Task statement:
Output every record exactly, apart from its images.

Record extracts:
------
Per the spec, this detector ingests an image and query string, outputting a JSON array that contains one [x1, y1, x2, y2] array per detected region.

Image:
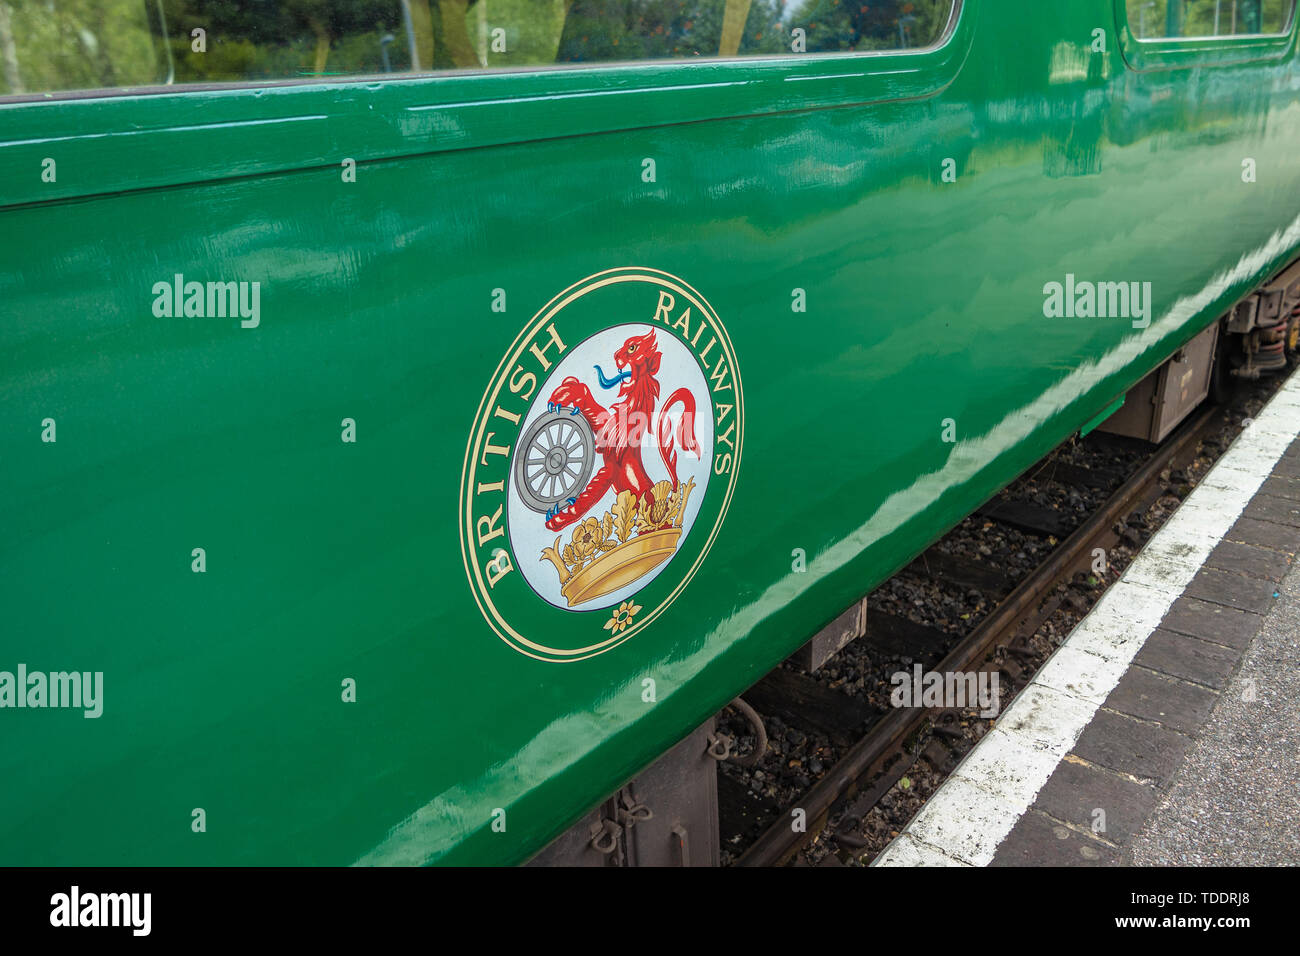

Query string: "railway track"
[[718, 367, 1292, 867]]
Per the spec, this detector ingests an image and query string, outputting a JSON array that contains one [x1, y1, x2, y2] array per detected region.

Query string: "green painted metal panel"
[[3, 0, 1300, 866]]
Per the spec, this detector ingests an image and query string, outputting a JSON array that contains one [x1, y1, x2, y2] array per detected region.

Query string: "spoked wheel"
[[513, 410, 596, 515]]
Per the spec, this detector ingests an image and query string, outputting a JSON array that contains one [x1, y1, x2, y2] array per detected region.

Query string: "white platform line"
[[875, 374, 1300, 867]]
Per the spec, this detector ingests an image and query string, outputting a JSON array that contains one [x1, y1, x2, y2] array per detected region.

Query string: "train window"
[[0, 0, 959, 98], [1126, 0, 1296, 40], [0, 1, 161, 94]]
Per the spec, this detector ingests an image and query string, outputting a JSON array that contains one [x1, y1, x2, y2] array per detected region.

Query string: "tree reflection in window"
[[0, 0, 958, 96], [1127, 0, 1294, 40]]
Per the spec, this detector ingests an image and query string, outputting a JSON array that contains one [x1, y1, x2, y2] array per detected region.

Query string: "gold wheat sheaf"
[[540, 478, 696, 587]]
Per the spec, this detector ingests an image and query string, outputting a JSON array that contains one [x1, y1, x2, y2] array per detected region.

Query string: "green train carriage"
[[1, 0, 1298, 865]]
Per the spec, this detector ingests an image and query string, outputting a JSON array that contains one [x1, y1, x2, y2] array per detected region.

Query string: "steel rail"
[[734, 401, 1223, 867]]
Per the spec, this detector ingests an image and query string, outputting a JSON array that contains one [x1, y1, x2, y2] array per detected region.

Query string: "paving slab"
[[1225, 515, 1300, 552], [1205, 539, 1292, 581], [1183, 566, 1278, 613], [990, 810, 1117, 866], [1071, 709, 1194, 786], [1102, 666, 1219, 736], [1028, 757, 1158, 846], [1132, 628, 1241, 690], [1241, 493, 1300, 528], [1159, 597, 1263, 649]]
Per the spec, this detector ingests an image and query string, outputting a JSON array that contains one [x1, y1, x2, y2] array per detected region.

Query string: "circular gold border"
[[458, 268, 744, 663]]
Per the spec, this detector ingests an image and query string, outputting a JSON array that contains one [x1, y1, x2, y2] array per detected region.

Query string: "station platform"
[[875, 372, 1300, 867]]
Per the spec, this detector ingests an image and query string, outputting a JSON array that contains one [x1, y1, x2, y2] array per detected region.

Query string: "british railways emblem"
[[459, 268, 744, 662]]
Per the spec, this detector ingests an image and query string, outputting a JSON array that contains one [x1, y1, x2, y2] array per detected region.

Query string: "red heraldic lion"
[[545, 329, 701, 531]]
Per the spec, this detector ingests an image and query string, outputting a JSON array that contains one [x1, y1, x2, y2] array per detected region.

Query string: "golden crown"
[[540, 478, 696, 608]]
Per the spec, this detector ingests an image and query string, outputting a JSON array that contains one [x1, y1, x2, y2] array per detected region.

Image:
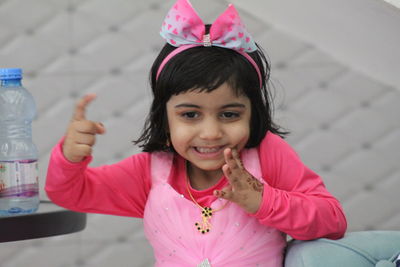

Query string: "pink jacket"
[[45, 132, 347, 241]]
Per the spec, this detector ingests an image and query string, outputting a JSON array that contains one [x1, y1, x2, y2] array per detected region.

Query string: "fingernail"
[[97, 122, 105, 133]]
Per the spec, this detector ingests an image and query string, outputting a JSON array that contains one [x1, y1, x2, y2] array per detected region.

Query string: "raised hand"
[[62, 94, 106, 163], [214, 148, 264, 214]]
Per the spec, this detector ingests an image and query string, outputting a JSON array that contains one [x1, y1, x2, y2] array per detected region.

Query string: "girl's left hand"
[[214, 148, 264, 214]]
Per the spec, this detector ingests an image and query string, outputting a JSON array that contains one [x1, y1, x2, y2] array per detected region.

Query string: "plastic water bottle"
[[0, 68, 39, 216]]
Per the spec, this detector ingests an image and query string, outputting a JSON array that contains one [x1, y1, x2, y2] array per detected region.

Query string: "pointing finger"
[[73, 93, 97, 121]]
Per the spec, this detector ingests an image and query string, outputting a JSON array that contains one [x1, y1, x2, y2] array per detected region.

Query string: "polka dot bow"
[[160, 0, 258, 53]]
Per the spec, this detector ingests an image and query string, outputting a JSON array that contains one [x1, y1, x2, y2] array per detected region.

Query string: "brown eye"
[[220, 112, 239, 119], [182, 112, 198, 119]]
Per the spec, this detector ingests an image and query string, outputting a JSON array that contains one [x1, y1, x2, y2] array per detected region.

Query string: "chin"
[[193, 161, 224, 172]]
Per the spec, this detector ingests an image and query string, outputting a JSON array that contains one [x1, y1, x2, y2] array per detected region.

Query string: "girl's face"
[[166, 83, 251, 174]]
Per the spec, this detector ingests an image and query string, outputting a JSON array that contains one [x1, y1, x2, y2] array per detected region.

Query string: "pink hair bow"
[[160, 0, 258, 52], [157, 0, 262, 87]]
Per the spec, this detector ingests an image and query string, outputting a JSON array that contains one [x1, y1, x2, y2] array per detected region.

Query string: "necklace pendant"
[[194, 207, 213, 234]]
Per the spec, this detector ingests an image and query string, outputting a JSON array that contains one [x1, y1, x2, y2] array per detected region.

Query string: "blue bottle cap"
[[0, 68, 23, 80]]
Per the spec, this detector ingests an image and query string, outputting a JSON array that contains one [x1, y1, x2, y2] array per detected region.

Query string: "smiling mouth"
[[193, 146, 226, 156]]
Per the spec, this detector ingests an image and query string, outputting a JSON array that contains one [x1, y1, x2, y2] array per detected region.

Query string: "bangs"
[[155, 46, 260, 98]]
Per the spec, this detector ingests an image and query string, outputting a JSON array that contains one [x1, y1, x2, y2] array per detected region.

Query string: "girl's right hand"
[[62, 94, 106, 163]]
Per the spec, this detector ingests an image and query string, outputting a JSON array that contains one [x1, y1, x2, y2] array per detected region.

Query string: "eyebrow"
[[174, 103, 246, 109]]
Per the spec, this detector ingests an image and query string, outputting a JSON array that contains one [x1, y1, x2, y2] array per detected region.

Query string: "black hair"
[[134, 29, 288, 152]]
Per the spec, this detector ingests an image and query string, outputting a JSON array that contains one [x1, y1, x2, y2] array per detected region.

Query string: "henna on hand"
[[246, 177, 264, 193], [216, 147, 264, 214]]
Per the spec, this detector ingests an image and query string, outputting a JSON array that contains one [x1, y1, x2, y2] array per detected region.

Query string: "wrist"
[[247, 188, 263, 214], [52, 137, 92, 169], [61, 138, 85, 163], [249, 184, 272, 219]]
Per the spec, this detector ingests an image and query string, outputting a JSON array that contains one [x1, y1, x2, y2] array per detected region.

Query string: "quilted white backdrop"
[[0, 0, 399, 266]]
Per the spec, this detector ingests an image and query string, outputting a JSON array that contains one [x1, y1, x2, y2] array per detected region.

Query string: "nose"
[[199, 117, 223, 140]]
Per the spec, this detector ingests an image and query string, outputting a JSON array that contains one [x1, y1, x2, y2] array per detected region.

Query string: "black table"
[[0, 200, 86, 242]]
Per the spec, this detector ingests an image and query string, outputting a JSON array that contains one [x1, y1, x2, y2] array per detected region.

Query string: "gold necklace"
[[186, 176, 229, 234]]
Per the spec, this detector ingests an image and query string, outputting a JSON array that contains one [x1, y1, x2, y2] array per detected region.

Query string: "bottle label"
------
Answer space:
Per the spec, this detector ingests an image and query string, outputting a JSON array that contains one [x1, y1, x2, y2] array per detected region.

Image:

Query string: "railway track"
[[718, 367, 1292, 867]]
Per the spec, this detector ingests an image and query string, outputting a JSON array that contains one [x1, y1, x2, y2] array per detected region.

Query string: "green painted metal panel"
[[3, 0, 1300, 866]]
Per the spec, this detector ingests an image and query string, outputting a JSON array that contains one [x1, y1, x2, y2] array per detected region.

Query string: "spoked wheel"
[[513, 410, 596, 515]]
Per the spec, this detector ingests an image and query string, outputting a JSON array that contains one [x1, y1, x2, y2] array per detected region.

Query string: "white platform line"
[[875, 374, 1300, 867]]
Per the spec, this detector ingests an image and query string, outputting a JSON array that contains one [x1, y1, x2, y2] array per detected region.

Query string: "train window"
[[0, 0, 959, 98], [1126, 0, 1296, 40], [0, 1, 161, 94]]
Per the spec, this detector ingests an image and query string, outputting a JSON array that contains one [x1, y1, x2, y2] array per detected region.

Query string: "tree reflection in window"
[[0, 0, 958, 96], [1127, 0, 1294, 40]]
Per the spec, this detector ingests an image and query string, outputting a JSON array that contains one [x1, y1, x2, y2] array per detected region.

Query string: "gold wheat sheaf"
[[540, 478, 696, 587]]
Per the spec, this detector ingests an image and query string, outputting a JSON array that contains one [x1, y1, x2, y2] array per detected region.

Query string: "green train carriage"
[[1, 0, 1298, 865]]
Per the spec, this detector ingests an image and query string, outputting a JSON array that contains one [x1, y1, x2, y2] array per detected region.

Query string: "steel rail"
[[734, 401, 1223, 867]]
Per the spec, this detector ingests an image and query string, outputting a JSON array that contains one [x1, y1, x2, y2] array per detected region.

Query string: "paving slab"
[[1225, 515, 1300, 552], [1205, 539, 1292, 581], [1183, 566, 1278, 613], [990, 810, 1117, 866], [1071, 709, 1194, 786], [1102, 666, 1219, 736], [1028, 757, 1158, 846], [1132, 628, 1241, 690], [1241, 493, 1300, 528], [1159, 597, 1263, 649]]
Per the spec, this detector ingests an image and query string, outputting a JSON array that contains one [x1, y1, x2, y2] array per detected region.

Query string: "circular gold border"
[[458, 268, 744, 663]]
Per the spec, this detector ingests an image and query string, outputting a JSON array that contains one [x1, y1, x2, y2] array per detected region.

Query string: "station platform"
[[875, 372, 1300, 867]]
Per the spec, this detector ingests an image and query string, outputting a JSON array that contains one [x1, y1, x2, y2] array per detected region.

Query string: "british railways emblem"
[[459, 268, 744, 662]]
Per the spec, this detector ingests an image and query string, outputting a JSON array that contains one [x1, y1, x2, y2] array per detected region.

Query string: "red heraldic lion"
[[545, 329, 701, 531]]
Per the spec, this detector ingests an image and query string, outputting a JSON array that contains one [x1, y1, x2, y2] array per detected region.

Query string: "golden crown"
[[540, 478, 696, 608]]
Per the spec, this detector ingests an image and query string, outputting a JSON array that contains one [x1, y1, x2, y2] array per detected region.

Image:

Query string: "pink jacket"
[[45, 132, 347, 241]]
Per the spec, this detector ingests an image and query string, outputting a JSON array that contains one [x1, y1, x2, y2] array per detected region.

Query string: "fingernail"
[[97, 122, 105, 133]]
Per the spec, this detector ingests an image and query string, outputting a JSON array that contains one [x1, y1, x2, y2] array per detected region.

Query string: "raised hand"
[[62, 94, 106, 163], [214, 148, 264, 214]]
Per the spec, this detector ingests an image and query string, outputting a JSON array that contains one [x1, y1, x2, y2] array per detected region.

Query string: "girl's left hand"
[[214, 148, 264, 214]]
Per the spec, this detector ingests an image and query string, outputting a JSON array that contains one [x1, y1, x2, y2] array per detected region.

Query string: "plastic water bottle"
[[0, 68, 39, 216]]
Per the spec, this detector ingests an image and query string, outputting a JSON array that contains one [x1, y1, x2, y2] array per detected region.

Query string: "pointing finger"
[[73, 93, 97, 121]]
Per the spec, this detector ingests an image and query string, outputting a JSON array that contains one [x1, y1, x2, y2] array per detected region.

Query string: "polka dot bow"
[[160, 0, 258, 53]]
Per the spec, this detector ingests an image and query string, outputting a JSON array that contains one [x1, y1, x2, y2] array per detected region.

Query string: "brown eye"
[[220, 112, 239, 119], [182, 112, 198, 119]]
Per the spec, this detector ingests an image and query string, outputting a JSON array that contains one [x1, y1, x2, y2] array per detected region.

Query string: "chin"
[[193, 161, 224, 172]]
Per the spec, this detector ingests an image and query string, outputting a JSON array that contains one [x1, y1, x2, y2] array per detected region.

Query string: "girl's face"
[[166, 83, 251, 174]]
Per the spec, this detector ingests an image and query string, outputting a JSON array that contains one [x1, y1, x2, y2] array per detected region.

Query string: "pink hair bow"
[[160, 0, 258, 52], [157, 0, 262, 87]]
Per the spec, this detector ingests an image and query string, outputting a JSON array that contains one [x1, y1, x2, y2] array per detected region.

Query string: "necklace pendant"
[[194, 207, 213, 234]]
Per the spec, this detector ingests an image and query string, outputting a JSON array that contains one [x1, y1, x2, y2] array per detected region.

Query string: "blue bottle cap"
[[0, 68, 23, 80]]
Per the spec, this detector ingests an image and query string, outputting a JSON array that contains one [x1, y1, x2, y2] array per detected region.

Query string: "smiling mouth"
[[193, 146, 226, 156]]
Per the spec, this detector ingests an image and query string, outputting a JSON array that contains one [x1, y1, x2, y2] array per detected region.

Query string: "bangs"
[[155, 46, 260, 98]]
Per the spec, this detector ingests an image and query string, outputting a JSON array that contains one [x1, y1, x2, y2] array per detected region.

Query string: "girl's right hand"
[[62, 94, 106, 163]]
Per the spec, this detector ingests an image and query string, outputting a JSON array that contains one [x1, y1, x2, y2] array per detected region.

Query string: "eyebrow"
[[174, 103, 246, 109]]
Per the spec, this detector ingests an image and query string, outputting a JSON array that contains one [x1, y1, x2, y2] array per detected region.

Query string: "black hair"
[[134, 29, 288, 152]]
Per the spec, this detector ingests an image and query string, outputting a JSON array that contains one [x1, y1, x2, y2] array per detected region.

Query string: "henna on hand"
[[246, 177, 264, 193], [216, 147, 264, 214]]
Per the spec, this detector ingests an image and query string, outputting a JSON array that contains one [x1, y1, x2, y2] array per detected region.

Query string: "wrist"
[[247, 188, 263, 214], [52, 137, 92, 169], [61, 138, 85, 163], [249, 184, 272, 219]]
Per the spec, this detector ingests an image and query string, outputting a JSON array that contains one [x1, y1, x2, y2] array per detected region.

Query string: "quilted white backdrop"
[[0, 0, 399, 266]]
Per the spec, this detector ingests an image and query string, outputting a JSON array that contains one [x1, y1, x2, y2] array per detected region.

Query string: "nose"
[[199, 117, 223, 140]]
Per the spec, this detector ingests an image and query string, outputting a JSON array that contains one [x1, y1, x2, y2] array per detected region.

Query string: "black table"
[[0, 200, 86, 242]]
Per the spec, this detector ingests an image and query string, outputting a JSON array that contains one [x1, y1, x2, y2] array per detected region.

Query string: "gold necklace"
[[186, 176, 229, 234]]
Per the spec, this detector ingests an image and query string, outputting a JSON array that contains one [x1, y1, x2, y2] array per detected region.

Query string: "bottle label"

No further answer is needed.